Material for the task:
========================================

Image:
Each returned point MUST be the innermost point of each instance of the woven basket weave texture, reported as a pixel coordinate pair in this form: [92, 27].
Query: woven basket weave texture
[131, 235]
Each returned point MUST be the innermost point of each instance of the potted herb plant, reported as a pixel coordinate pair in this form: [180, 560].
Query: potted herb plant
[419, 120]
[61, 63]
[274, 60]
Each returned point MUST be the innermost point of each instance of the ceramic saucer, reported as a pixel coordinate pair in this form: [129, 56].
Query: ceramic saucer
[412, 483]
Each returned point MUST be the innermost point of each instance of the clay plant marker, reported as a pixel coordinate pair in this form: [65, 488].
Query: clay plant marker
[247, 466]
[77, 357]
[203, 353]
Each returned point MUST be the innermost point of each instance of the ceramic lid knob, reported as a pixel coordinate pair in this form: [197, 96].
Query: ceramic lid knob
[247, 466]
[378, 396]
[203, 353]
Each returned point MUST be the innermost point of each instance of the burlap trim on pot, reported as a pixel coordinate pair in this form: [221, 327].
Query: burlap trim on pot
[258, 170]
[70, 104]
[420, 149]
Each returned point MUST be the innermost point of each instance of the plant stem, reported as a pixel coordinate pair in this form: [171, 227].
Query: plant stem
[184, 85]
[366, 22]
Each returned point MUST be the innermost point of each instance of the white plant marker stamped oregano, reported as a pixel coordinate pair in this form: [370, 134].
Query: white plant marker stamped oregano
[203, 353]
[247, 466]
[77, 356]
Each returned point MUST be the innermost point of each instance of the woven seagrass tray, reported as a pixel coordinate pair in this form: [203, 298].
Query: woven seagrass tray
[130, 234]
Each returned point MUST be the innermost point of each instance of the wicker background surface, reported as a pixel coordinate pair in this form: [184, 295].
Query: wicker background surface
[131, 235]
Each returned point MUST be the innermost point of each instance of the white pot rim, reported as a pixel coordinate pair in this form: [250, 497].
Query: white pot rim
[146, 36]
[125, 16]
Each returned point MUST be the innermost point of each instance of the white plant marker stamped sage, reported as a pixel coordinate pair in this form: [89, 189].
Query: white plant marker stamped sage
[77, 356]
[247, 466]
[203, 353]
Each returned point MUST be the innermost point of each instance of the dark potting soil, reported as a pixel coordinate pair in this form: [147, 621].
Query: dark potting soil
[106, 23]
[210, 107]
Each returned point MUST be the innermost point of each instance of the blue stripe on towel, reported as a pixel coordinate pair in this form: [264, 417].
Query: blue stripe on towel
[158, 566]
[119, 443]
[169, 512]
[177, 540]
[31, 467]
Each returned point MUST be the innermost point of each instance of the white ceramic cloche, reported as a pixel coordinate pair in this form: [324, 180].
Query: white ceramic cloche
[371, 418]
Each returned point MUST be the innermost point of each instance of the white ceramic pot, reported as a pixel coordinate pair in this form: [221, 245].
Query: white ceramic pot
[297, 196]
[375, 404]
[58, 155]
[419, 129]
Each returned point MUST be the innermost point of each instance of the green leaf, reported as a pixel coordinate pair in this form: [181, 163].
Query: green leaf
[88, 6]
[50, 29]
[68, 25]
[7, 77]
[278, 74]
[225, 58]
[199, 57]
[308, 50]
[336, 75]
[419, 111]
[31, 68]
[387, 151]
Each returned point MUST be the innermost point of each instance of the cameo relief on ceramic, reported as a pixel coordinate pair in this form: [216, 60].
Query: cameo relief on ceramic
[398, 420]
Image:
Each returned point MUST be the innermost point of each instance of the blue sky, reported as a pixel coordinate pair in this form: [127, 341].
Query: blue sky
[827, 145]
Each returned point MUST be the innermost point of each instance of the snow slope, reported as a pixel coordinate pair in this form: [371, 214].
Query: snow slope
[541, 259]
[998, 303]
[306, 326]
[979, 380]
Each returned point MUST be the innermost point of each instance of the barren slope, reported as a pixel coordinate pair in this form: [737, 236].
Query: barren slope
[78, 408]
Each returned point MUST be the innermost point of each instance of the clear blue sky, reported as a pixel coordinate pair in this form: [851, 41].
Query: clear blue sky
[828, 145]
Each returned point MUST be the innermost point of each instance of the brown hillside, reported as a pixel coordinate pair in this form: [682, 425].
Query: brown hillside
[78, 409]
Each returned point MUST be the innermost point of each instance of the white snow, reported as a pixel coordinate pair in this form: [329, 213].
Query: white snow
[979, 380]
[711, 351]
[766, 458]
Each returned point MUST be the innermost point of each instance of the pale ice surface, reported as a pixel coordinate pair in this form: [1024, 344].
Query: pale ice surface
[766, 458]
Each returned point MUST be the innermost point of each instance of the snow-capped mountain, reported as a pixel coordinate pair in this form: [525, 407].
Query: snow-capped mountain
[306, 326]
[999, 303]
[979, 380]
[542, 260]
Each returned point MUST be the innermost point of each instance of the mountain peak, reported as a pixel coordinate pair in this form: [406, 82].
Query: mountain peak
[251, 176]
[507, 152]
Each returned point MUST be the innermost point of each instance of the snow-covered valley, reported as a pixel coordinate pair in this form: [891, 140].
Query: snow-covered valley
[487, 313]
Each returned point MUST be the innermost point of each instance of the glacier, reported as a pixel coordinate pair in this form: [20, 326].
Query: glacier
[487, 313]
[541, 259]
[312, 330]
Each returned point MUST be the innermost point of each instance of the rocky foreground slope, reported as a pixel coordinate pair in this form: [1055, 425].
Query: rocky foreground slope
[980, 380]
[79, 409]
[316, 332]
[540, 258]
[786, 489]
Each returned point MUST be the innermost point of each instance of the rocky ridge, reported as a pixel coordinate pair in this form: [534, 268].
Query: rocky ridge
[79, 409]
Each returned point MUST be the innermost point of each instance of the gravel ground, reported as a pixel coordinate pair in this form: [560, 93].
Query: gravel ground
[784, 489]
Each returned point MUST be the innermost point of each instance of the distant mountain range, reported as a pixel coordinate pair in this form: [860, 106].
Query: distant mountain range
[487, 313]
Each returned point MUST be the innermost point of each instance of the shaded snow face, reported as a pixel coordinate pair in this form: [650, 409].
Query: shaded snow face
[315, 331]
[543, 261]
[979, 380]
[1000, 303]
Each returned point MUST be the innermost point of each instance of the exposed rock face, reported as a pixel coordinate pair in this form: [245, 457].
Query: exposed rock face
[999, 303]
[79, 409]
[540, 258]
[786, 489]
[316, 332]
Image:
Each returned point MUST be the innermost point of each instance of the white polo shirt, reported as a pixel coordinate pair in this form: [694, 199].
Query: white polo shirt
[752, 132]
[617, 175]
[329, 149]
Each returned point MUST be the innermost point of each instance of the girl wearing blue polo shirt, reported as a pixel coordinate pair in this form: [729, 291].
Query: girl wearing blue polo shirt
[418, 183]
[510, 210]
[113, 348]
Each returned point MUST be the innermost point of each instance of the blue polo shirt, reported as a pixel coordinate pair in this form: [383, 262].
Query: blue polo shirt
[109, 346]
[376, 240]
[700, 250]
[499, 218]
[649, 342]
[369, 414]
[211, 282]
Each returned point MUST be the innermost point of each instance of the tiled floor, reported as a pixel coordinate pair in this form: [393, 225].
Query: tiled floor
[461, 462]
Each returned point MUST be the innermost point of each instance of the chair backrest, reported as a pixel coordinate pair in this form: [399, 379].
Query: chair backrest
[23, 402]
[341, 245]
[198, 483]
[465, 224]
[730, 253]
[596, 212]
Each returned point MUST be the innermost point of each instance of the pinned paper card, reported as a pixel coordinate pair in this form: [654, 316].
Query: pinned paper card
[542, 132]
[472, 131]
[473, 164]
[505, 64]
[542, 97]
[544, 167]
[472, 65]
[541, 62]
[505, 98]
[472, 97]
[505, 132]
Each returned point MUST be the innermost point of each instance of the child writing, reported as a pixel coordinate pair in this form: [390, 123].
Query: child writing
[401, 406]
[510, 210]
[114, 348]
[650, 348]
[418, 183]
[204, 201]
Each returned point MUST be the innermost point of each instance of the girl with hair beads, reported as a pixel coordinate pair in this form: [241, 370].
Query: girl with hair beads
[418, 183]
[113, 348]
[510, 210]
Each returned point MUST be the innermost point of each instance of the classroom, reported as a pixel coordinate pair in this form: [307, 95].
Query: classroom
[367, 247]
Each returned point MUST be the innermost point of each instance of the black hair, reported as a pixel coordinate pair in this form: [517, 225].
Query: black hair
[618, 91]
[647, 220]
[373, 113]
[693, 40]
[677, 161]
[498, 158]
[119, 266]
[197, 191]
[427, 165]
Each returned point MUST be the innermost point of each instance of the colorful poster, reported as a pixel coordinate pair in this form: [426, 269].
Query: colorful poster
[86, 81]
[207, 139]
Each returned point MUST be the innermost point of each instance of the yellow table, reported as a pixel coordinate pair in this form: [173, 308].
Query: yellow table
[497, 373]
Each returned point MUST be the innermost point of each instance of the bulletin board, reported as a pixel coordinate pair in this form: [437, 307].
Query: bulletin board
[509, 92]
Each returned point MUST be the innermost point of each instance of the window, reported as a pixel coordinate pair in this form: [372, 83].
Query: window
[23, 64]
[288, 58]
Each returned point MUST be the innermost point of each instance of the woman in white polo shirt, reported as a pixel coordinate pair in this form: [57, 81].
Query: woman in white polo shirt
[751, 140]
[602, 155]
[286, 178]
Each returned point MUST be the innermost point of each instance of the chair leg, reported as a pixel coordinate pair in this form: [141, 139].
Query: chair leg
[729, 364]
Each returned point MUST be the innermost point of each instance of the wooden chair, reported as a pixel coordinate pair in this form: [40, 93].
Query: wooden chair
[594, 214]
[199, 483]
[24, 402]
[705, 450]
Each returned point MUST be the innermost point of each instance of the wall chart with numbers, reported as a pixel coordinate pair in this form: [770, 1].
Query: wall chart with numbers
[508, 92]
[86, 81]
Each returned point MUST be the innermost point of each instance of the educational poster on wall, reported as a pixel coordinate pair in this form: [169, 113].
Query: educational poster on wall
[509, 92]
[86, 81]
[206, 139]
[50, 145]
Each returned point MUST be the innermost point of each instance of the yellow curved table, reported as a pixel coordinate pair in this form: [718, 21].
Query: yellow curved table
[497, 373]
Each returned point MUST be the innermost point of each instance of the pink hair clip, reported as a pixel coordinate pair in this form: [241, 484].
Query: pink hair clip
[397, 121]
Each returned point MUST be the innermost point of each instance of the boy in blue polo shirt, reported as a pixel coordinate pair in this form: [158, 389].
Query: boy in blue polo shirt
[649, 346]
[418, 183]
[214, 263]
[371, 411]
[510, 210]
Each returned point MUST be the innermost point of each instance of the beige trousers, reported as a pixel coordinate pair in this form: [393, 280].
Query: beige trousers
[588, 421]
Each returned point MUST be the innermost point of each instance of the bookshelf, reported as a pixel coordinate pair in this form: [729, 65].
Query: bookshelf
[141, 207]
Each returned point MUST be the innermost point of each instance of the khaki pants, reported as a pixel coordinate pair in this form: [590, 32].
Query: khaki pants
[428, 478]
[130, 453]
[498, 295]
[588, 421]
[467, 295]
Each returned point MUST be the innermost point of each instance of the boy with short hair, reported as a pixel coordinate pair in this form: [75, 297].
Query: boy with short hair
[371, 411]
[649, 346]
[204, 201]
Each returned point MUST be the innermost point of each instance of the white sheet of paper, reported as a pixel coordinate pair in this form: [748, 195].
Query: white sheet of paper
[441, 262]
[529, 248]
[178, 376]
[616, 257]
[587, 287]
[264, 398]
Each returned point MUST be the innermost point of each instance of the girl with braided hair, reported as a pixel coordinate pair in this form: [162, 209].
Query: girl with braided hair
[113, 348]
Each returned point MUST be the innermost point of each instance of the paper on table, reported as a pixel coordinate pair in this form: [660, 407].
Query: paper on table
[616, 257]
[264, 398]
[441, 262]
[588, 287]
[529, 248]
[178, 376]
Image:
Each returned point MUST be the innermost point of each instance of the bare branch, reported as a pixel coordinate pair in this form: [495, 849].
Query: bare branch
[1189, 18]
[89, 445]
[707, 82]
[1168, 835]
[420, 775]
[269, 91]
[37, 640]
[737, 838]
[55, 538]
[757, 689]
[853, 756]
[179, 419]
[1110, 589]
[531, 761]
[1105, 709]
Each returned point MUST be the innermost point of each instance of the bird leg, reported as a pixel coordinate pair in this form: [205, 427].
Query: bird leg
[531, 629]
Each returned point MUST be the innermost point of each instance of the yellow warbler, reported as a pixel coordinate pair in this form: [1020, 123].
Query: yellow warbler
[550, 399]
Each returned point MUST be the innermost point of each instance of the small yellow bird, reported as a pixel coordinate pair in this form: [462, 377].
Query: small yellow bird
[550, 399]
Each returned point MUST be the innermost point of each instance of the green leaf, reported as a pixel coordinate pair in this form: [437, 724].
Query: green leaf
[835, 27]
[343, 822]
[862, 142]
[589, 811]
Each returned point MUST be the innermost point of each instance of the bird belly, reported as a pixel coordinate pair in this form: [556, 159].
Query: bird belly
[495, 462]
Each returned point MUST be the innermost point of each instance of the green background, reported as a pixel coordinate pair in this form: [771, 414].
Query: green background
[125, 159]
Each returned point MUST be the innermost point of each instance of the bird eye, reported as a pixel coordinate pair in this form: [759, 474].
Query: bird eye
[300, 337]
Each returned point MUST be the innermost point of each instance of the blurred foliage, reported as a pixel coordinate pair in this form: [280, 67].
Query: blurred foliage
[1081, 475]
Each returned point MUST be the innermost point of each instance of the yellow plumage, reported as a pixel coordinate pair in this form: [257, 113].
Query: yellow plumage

========================================

Direction:
Can you scale the listing between the lines holding "form: [660, 407]." and "[1081, 475]", inclusive, repeating only those lines with every request included and multiplying each answer coordinate by 2.45, rounded to a whole number with halves going up? Leave the numbers in the requests and their sample pairs as they are.

Written response:
Each returned point MUST be the innermost point of each instance of the paper on table, reported as a pixel coordinate pair in this form: [660, 407].
Query: paper on table
[1509, 630]
[647, 975]
[1080, 642]
[1441, 703]
[1296, 608]
[436, 921]
Image:
Each returned point MUST be the innermost point of each instance of the bare branch, reported as a pixel coordinate pair in this form: [495, 849].
Query: bare branch
[2913, 44]
[218, 1090]
[1732, 201]
[2862, 2046]
[1029, 1899]
[659, 223]
[91, 1568]
[1806, 2053]
[135, 1318]
[1855, 1688]
[2090, 1852]
[439, 1027]
[2720, 1443]
[1301, 1864]
[2707, 1737]
Each returned point MUST be the innermost point of each instance of the bird leg, reported as a pixel coordinate pair in this form: [205, 427].
Query: bird leg
[1301, 1541]
Each returned point MUST be the innermost point of each instance of the yellow warbler, reported as a pixel coordinate pair in this form: [1020, 123].
Query: yellow warbler
[1348, 978]
Each returned point MUST be the innermost point of each instance of the small yellow bird, reported as a pixel coordinate pair in this form: [462, 377].
Query: small yellow bird
[1348, 978]
Each returned point MUST be the innermost point of each instance of the green leaf, reported as a pixel coordinate pair in this form: [437, 724].
Query: green leaf
[2046, 66]
[840, 2014]
[2112, 348]
[1443, 1987]
Each returned point MUST be the innermost point of each instance of the bird belly, reported as a pixel coordinate pair in this form: [556, 159].
Query: bird belly
[1213, 1132]
Each returned point MUST be the innermost point of each instance of the green background, reported as a pixel coordinate pair in this form: [771, 414].
Query: green background
[306, 390]
Each returned point MUST be the innermost point of each instance of the bird eye, reported as a pixel coordinate pair in this form: [759, 474].
Query: bird eye
[735, 826]
Each returned point MUST be the innermost point of each instance of the blurred foliage, reported as a pixel coordinate pair in this form: [280, 67].
Query: blurred foliage
[2648, 1164]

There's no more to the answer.